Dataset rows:
= = =
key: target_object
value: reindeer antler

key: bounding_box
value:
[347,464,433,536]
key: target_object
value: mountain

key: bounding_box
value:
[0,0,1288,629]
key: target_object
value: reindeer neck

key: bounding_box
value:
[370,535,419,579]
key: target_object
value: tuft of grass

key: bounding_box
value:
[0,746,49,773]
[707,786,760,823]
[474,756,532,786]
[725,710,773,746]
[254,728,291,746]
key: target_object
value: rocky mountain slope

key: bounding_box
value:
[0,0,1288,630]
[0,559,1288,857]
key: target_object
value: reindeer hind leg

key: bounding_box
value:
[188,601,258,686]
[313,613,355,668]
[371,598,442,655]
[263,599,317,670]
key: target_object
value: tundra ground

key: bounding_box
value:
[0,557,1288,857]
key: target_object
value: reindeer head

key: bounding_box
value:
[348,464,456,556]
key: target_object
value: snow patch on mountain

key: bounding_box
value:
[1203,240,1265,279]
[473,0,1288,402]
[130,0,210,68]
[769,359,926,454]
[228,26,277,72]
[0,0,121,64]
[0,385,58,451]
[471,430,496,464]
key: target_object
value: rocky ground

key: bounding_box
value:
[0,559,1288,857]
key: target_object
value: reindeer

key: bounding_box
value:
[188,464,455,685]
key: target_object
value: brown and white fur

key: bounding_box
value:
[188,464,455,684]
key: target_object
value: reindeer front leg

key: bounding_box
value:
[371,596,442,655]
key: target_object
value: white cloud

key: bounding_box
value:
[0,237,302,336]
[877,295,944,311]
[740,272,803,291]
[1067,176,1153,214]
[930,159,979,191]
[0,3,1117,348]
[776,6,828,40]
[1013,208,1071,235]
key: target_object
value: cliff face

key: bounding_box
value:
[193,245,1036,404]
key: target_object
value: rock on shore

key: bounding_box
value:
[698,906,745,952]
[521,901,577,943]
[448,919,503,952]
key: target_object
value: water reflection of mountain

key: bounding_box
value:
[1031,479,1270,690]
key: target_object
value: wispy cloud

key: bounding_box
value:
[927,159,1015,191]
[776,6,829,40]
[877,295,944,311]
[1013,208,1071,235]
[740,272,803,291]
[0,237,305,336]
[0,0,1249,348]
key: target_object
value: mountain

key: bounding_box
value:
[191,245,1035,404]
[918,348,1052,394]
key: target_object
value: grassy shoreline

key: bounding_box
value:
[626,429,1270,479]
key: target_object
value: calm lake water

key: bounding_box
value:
= = =
== Exercise objective ==
Reproduce the entries from the beginning through the line containing "[370,535,419,579]", inclusive, adjusting every bounding box coordinate by -99 and keeping all other lines unchanged.

== Exercise solution ==
key: target_object
value: reindeer antler

key: bounding_box
value:
[248,365,334,437]
key: target_object
value: mountain

key: bounding_box
value:
[-99,-99,1189,530]
key: target_object
value: reindeer neck

key: bounding_box
value:
[271,436,320,480]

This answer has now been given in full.